::: Data in this exercise :::

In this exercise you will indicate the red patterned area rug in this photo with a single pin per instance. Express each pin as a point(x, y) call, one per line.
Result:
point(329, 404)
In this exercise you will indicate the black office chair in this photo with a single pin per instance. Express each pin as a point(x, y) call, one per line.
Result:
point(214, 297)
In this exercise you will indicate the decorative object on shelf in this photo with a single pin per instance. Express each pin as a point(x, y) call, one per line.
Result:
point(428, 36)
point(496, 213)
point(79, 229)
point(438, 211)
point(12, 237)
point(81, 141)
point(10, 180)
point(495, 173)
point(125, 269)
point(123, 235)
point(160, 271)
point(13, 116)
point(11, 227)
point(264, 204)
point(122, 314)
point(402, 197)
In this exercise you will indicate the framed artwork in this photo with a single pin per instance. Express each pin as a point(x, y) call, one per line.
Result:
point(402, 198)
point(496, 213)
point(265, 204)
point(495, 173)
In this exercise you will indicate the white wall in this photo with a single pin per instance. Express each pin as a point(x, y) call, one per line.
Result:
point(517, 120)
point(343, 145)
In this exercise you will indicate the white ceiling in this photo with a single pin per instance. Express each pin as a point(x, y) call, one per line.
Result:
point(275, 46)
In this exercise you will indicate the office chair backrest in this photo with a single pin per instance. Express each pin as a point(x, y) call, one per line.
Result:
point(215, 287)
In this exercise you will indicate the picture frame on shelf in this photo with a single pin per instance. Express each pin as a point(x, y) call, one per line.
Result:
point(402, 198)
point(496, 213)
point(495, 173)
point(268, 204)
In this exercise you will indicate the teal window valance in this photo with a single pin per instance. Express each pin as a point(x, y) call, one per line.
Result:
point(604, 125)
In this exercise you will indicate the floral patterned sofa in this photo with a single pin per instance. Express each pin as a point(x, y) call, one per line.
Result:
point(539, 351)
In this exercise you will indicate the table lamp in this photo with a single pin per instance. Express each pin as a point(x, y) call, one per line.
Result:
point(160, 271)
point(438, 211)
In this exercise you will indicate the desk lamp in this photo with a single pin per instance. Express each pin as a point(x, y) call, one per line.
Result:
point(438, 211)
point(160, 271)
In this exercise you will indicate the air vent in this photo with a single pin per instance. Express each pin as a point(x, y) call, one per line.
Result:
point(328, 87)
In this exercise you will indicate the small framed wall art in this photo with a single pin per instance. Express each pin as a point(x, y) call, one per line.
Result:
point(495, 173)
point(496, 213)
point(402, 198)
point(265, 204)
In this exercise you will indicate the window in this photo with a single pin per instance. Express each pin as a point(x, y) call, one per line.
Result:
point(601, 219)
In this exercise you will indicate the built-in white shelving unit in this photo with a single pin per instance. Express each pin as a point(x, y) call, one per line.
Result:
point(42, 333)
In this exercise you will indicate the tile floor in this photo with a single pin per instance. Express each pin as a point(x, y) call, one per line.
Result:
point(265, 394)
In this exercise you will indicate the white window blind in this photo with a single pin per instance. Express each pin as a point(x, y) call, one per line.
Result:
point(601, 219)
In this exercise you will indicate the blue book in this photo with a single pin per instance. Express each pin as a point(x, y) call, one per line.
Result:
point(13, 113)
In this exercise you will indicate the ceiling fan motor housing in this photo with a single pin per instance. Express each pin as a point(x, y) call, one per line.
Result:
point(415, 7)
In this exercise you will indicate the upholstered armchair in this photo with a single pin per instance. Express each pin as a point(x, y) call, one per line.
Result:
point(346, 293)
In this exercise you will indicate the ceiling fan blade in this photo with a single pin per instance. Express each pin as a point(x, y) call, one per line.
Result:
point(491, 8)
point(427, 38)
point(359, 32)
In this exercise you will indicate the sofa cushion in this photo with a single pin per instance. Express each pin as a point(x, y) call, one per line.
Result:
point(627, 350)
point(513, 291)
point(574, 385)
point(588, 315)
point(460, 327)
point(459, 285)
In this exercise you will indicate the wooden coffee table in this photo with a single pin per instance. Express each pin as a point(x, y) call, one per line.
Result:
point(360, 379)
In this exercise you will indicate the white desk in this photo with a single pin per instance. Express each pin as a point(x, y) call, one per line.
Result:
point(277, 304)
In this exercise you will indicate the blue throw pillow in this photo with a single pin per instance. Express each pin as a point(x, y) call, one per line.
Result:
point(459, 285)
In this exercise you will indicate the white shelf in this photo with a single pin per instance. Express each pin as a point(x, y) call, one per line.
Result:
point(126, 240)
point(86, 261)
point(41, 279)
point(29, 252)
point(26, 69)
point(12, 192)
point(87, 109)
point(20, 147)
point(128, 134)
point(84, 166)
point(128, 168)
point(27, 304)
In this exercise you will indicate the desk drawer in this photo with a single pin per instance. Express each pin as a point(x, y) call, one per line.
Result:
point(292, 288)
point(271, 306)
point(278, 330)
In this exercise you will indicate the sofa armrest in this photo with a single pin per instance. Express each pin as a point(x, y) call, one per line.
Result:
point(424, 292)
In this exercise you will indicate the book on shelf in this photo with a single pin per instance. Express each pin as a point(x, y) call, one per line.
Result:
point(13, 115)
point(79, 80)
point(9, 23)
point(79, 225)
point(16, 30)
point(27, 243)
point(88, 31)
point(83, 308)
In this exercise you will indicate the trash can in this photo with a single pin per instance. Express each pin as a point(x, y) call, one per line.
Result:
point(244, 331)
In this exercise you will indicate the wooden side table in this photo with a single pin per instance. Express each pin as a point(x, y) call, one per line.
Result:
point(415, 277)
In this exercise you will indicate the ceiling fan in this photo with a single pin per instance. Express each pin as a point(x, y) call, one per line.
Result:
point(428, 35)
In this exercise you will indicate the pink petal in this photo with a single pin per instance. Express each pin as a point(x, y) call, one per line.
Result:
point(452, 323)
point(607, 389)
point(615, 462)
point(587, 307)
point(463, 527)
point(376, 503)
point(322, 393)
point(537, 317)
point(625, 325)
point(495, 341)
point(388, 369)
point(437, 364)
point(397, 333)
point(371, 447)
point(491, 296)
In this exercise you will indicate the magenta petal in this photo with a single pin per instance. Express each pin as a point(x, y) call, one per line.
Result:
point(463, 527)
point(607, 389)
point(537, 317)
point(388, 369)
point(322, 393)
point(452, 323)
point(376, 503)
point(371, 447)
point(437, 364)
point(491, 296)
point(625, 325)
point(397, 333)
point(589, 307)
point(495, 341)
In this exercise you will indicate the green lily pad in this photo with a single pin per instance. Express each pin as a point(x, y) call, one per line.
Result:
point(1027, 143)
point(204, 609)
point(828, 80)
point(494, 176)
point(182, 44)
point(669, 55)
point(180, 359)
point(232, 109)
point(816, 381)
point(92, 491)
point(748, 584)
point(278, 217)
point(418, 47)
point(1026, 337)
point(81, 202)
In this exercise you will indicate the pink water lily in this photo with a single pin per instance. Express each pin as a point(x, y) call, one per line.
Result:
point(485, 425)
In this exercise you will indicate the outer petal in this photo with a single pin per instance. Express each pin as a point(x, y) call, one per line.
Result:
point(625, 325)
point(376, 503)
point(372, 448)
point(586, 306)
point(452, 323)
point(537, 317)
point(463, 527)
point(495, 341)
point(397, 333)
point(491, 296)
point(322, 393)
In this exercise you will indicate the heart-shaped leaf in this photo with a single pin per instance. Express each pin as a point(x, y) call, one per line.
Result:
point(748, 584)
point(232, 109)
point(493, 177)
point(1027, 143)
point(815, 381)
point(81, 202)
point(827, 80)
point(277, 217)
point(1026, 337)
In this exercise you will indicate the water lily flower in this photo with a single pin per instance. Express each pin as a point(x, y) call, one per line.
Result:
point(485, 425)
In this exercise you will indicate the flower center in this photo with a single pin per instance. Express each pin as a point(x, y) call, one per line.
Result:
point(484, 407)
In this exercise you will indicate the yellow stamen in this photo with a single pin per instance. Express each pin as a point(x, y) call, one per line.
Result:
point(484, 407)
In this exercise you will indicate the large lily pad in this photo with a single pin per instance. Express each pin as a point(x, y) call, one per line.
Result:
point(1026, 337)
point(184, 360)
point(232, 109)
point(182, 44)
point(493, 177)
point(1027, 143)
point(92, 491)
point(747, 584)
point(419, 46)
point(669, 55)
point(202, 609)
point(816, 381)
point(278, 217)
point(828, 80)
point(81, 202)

:::

What the task requires >>
From the listing above, determine how many lines contain "flower", then write only that number.

Result below >>
2